[TASK OBJECTIVE] Scan the entries that follow and copy out every line containing "Find".

[GIVEN RECORDS]
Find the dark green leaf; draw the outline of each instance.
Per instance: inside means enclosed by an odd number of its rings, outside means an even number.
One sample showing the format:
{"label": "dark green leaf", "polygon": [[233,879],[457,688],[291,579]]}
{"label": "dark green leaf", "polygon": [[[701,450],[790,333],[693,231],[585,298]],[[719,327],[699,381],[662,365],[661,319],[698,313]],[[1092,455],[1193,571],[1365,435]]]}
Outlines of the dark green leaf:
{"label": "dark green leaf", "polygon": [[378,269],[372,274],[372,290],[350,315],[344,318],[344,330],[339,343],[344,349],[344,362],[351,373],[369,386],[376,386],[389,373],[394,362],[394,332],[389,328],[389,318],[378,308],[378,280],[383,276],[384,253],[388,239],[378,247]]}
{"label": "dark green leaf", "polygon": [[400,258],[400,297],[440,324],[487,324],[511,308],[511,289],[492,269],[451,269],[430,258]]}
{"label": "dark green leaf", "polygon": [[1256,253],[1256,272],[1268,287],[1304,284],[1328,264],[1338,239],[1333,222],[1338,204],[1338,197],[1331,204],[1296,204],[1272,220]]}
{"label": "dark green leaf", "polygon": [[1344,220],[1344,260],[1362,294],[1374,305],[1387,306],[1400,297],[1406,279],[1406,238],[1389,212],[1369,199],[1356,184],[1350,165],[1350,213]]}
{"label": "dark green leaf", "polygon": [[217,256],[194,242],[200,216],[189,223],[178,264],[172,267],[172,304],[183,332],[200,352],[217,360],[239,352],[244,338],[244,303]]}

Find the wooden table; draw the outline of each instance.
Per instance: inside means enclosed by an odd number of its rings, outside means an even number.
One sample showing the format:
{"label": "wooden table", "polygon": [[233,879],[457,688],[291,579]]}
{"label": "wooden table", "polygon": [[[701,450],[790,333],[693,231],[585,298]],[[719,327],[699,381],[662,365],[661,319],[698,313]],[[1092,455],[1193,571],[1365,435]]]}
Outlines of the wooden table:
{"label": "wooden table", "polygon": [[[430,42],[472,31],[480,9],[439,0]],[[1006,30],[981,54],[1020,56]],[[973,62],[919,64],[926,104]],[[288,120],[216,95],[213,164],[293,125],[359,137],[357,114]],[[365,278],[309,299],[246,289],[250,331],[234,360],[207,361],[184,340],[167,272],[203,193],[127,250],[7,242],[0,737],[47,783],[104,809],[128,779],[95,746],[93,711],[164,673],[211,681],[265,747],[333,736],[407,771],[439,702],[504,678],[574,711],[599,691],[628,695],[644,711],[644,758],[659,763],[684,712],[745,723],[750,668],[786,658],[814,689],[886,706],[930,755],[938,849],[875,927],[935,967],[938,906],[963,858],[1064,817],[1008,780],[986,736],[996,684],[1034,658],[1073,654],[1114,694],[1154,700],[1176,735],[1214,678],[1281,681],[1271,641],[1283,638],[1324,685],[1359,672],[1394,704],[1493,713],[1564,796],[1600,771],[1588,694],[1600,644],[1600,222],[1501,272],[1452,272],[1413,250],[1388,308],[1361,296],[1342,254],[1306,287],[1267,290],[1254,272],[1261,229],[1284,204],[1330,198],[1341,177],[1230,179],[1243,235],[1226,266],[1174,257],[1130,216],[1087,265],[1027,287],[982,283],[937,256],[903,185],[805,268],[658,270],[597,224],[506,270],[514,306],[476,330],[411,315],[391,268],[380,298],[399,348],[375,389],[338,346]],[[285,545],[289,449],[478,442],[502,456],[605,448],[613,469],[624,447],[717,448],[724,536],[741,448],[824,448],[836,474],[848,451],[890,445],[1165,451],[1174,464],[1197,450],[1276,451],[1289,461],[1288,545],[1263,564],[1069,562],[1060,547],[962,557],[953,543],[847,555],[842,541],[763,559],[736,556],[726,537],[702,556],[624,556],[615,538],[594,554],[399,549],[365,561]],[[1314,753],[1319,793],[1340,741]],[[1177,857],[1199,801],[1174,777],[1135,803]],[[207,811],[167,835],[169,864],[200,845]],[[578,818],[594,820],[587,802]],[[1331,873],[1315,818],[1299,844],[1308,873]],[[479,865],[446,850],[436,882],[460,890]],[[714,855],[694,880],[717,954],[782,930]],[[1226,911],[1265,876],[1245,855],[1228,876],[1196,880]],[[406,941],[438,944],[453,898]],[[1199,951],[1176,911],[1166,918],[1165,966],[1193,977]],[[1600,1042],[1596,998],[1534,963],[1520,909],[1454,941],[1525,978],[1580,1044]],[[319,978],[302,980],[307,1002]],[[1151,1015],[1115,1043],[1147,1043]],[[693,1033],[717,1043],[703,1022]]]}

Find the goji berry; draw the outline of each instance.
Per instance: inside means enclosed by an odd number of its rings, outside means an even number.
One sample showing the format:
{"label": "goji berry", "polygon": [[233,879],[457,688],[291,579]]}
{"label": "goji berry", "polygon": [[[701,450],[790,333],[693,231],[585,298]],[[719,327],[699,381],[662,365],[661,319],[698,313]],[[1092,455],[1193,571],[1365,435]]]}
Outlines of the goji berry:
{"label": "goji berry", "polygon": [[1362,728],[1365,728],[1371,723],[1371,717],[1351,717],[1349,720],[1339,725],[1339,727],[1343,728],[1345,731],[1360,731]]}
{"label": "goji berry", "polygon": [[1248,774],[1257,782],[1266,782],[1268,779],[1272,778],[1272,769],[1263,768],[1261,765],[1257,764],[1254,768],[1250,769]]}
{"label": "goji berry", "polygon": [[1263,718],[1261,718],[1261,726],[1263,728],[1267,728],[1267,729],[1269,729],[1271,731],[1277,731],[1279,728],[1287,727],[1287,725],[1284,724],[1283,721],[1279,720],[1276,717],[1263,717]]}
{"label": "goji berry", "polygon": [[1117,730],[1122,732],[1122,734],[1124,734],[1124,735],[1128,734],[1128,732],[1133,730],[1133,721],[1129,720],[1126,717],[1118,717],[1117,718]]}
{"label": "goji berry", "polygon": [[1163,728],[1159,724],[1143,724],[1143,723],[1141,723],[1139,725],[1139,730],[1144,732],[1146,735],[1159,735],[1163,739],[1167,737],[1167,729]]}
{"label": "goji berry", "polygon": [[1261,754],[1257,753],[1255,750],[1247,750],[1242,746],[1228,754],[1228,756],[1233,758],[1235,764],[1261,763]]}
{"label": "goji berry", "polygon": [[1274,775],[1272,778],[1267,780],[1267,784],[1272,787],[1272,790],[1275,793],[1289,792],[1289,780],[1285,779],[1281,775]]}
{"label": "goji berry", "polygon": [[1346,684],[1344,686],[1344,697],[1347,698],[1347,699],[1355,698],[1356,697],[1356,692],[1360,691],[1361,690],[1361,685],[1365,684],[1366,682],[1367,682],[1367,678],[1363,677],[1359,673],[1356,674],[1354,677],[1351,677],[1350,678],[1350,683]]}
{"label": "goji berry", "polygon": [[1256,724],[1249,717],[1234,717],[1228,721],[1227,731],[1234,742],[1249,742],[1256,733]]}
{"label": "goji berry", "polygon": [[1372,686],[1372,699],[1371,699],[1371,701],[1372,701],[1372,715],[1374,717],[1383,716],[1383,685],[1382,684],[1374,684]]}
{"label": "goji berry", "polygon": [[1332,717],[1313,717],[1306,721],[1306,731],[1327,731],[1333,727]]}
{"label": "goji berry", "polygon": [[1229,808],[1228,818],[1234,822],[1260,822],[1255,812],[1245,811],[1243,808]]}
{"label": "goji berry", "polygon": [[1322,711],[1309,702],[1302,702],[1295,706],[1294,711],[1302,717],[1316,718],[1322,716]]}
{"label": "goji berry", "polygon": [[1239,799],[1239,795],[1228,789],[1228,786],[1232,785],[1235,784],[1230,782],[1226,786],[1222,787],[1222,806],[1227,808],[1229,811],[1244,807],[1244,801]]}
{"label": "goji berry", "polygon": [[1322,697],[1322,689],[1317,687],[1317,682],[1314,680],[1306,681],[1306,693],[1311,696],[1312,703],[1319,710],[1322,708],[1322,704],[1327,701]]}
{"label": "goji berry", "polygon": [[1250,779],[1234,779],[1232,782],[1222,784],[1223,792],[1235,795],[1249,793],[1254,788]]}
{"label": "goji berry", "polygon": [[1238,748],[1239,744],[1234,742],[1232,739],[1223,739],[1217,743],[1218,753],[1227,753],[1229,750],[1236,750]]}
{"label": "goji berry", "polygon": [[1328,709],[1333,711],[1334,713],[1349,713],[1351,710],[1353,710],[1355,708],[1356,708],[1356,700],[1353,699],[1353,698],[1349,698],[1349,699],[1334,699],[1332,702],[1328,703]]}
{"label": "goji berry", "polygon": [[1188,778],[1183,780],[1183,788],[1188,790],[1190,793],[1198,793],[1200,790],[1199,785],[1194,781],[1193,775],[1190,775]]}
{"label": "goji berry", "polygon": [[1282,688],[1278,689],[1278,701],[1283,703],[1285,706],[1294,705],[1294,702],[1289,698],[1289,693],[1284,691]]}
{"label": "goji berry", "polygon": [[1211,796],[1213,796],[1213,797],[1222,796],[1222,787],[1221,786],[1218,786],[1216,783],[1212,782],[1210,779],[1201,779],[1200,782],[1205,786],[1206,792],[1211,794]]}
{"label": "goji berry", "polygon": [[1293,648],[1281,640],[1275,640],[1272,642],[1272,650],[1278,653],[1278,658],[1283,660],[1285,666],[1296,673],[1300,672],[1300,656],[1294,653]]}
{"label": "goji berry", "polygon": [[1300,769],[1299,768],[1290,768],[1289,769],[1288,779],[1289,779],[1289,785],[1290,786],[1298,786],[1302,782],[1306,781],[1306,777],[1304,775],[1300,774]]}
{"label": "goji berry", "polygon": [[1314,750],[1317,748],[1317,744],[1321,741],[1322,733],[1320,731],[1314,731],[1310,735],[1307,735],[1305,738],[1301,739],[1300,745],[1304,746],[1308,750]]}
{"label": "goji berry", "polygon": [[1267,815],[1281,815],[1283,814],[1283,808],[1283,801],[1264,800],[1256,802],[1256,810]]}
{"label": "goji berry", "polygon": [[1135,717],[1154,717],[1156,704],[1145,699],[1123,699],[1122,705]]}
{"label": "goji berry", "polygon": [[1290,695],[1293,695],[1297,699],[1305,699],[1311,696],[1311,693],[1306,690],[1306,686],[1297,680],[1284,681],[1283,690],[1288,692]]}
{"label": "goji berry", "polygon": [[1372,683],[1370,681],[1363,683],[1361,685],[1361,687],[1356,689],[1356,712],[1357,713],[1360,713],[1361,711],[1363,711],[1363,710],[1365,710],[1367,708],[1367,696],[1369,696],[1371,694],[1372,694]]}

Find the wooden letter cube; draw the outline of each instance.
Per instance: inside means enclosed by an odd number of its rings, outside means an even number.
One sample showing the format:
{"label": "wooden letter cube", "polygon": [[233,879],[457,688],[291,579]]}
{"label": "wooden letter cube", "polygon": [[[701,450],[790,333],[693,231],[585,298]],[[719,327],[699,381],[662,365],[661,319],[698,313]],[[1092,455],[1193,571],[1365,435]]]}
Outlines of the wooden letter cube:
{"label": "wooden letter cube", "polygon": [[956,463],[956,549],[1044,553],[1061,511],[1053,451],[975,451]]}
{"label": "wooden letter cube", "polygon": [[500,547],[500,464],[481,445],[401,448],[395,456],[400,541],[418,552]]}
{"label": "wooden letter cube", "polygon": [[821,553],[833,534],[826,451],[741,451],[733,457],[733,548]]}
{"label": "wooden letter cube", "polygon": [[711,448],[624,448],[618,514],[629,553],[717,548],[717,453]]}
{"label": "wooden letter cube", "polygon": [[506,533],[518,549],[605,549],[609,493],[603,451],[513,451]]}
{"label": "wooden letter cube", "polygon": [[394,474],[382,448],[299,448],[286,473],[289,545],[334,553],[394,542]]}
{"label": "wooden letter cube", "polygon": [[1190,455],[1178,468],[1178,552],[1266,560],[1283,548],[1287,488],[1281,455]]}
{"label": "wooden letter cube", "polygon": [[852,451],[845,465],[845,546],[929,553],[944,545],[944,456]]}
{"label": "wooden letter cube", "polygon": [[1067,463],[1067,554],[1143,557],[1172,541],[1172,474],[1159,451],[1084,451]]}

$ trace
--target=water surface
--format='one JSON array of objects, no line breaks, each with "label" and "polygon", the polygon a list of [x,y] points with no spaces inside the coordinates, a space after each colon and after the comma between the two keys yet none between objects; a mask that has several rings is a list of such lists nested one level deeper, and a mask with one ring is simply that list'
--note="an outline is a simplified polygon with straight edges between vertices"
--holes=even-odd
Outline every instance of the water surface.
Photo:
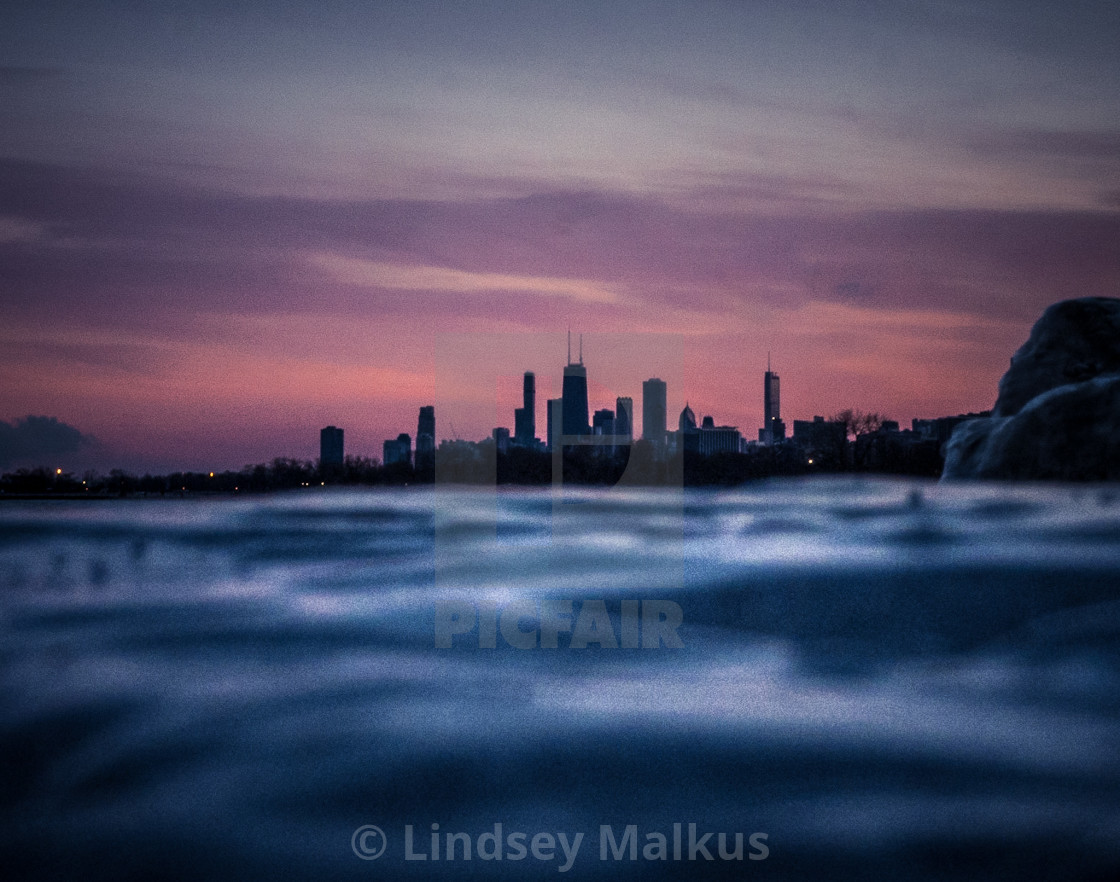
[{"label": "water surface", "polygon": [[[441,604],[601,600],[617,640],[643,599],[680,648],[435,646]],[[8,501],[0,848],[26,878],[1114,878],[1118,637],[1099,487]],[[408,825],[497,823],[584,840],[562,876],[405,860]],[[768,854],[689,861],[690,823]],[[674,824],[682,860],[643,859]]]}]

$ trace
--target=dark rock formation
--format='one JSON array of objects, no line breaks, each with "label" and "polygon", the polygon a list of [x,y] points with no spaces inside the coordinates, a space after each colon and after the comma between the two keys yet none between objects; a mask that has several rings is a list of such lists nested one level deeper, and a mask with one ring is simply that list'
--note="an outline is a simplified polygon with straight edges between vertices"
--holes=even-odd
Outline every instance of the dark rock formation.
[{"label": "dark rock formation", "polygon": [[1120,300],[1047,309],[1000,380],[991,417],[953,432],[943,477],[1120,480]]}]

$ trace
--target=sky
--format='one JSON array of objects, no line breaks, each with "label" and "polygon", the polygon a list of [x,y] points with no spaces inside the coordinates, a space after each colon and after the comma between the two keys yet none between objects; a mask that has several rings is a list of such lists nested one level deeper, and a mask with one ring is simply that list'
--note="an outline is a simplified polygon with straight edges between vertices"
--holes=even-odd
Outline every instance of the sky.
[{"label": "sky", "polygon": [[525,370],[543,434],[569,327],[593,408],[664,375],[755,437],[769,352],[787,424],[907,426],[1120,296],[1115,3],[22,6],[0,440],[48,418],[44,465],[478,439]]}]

[TASK RESPONSE]
Find the dark green leaf; draw the outline of each instance.
Find the wooden table; draw the outline of each instance.
Find the goji berry; draw the outline of each instance.
Find the wooden letter cube; draw the outline of each instance.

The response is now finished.